Could you recast every line of the records below as a numbered list, omitting blank lines and leaving out the pictures?

— start of Records —

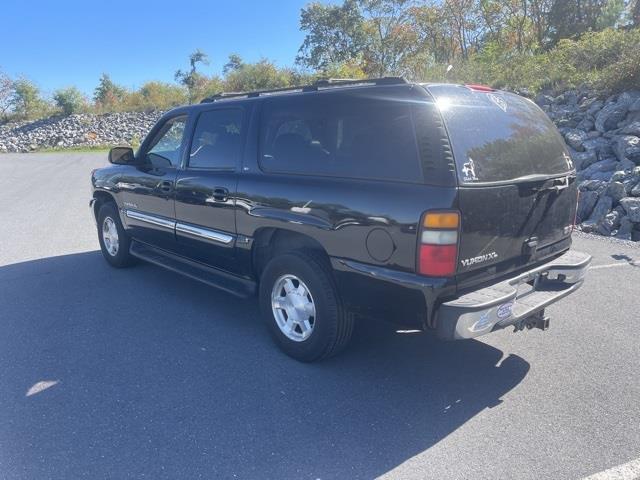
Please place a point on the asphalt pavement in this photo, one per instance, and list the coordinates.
(140, 373)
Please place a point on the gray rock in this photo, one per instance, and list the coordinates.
(625, 229)
(575, 138)
(602, 146)
(619, 176)
(608, 118)
(627, 147)
(628, 98)
(603, 206)
(543, 99)
(609, 223)
(616, 191)
(592, 185)
(586, 204)
(631, 206)
(632, 129)
(583, 160)
(587, 125)
(607, 166)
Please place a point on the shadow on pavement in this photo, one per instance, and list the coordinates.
(151, 374)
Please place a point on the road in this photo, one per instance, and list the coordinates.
(140, 373)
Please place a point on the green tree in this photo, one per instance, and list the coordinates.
(26, 101)
(635, 13)
(334, 34)
(261, 75)
(234, 63)
(570, 18)
(69, 100)
(107, 93)
(612, 13)
(6, 92)
(191, 79)
(390, 39)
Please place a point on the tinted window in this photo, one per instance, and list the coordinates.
(166, 148)
(499, 136)
(216, 140)
(339, 135)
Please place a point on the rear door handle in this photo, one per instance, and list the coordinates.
(220, 194)
(166, 186)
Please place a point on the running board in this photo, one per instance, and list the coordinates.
(211, 276)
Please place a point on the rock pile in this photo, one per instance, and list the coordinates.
(77, 130)
(603, 136)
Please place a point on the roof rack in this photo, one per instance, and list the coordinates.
(314, 87)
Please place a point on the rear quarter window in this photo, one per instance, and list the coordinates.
(339, 136)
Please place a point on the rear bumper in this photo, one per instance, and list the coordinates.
(513, 301)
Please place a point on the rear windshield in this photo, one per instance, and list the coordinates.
(499, 136)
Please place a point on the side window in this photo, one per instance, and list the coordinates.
(340, 136)
(166, 148)
(216, 140)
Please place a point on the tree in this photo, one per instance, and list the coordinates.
(26, 101)
(192, 80)
(390, 40)
(234, 63)
(69, 100)
(611, 14)
(6, 92)
(334, 34)
(107, 93)
(261, 75)
(570, 18)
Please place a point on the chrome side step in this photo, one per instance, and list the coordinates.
(233, 284)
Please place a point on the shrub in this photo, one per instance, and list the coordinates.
(26, 102)
(70, 100)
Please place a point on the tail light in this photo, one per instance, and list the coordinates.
(438, 247)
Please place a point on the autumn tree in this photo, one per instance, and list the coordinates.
(192, 79)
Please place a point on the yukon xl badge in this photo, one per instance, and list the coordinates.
(467, 262)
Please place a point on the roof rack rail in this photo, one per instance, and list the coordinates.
(314, 87)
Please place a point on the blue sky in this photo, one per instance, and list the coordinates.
(71, 42)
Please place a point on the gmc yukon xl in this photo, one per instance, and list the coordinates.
(439, 207)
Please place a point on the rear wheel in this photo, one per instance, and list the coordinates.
(114, 241)
(302, 308)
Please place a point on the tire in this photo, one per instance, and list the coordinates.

— end of Records —

▶ Solution to the problem
1. Please place a point on the asphalt pavement in this photo, one per instance, and list the coordinates.
2. (140, 373)
3. Please place a point on the gray rock in this photo, one per instance, and list the coordinates.
4. (625, 229)
5. (575, 138)
6. (602, 146)
7. (619, 176)
8. (608, 118)
9. (627, 147)
10. (628, 98)
11. (603, 206)
12. (543, 99)
13. (609, 223)
14. (616, 191)
15. (592, 185)
16. (586, 204)
17. (631, 206)
18. (632, 129)
19. (583, 160)
20. (587, 125)
21. (607, 166)
22. Please place a point on the shadow on pavement in this photo, one per instance, and list the coordinates.
23. (151, 374)
24. Please place a point on the road in this photo, one per instance, and list the coordinates.
25. (140, 373)
26. Please place a point on the green tree in this photo, one per instance, and list the coordinates.
27. (26, 101)
28. (635, 13)
29. (334, 34)
30. (261, 75)
31. (234, 63)
32. (570, 18)
33. (69, 100)
34. (107, 93)
35. (612, 13)
36. (6, 92)
37. (191, 79)
38. (390, 39)
39. Please place a point on the tinted window in this photo, one per instance, and list the coordinates.
40. (166, 148)
41. (499, 136)
42. (216, 140)
43. (339, 135)
44. Please place a point on the rear door handle in this photo, one per instance, and list the coordinates.
45. (220, 194)
46. (166, 186)
47. Please place a point on the running board in this photo, one per instance, and list the coordinates.
48. (211, 276)
49. Please place a point on the rock pile in this photo, one per instance, and list the coordinates.
50. (77, 130)
51. (603, 136)
52. Please place a point on the roof rack in this photo, one per instance, and list the coordinates.
53. (314, 87)
54. Please place a point on the rear quarter window in this photo, one per instance, and list the coordinates.
55. (339, 136)
56. Please place a point on the rear bumper in this photo, one per instance, and list the coordinates.
57. (513, 301)
58. Please place a point on the rear windshield in this photo, one per instance, and list the coordinates.
59. (499, 136)
60. Please place a point on the side window in this photo, one per instance, and list the coordinates.
61. (340, 136)
62. (166, 148)
63. (216, 140)
64. Please place a point on the tree in this photo, one per instance, and list the coordinates.
65. (26, 101)
66. (192, 80)
67. (390, 40)
68. (234, 63)
69. (69, 100)
70. (611, 14)
71. (6, 92)
72. (334, 34)
73. (107, 93)
74. (261, 75)
75. (570, 18)
76. Please place a point on the chrome side step in this photo, one per instance, and list the coordinates.
77. (233, 284)
78. Please place a point on the shrub in this photo, one per instance, and list the coordinates.
79. (26, 102)
80. (70, 100)
81. Please place a point on the tail light in this photo, one per instance, and list the coordinates.
82. (438, 247)
83. Please place a point on the autumn tree in this photo, one per instance, and list the coordinates.
84. (192, 79)
85. Please place a point on the yukon xl badge in this photo, one per instance, and list the coordinates.
86. (467, 262)
87. Please place a point on the roof rack rail in this photo, one per instance, and list the coordinates.
88. (314, 87)
89. Please place a point on the blue sky in this photo, one per instance, and list the coordinates.
90. (71, 42)
91. Please place a point on the gmc yukon xl in this photo, one per instance, and list the coordinates.
92. (439, 207)
93. Please place a point on the rear wheel in this photo, one per instance, and list the coordinates.
94. (114, 241)
95. (302, 308)
96. Please place a point on the tire in this photo, one per instance, and list the coordinates.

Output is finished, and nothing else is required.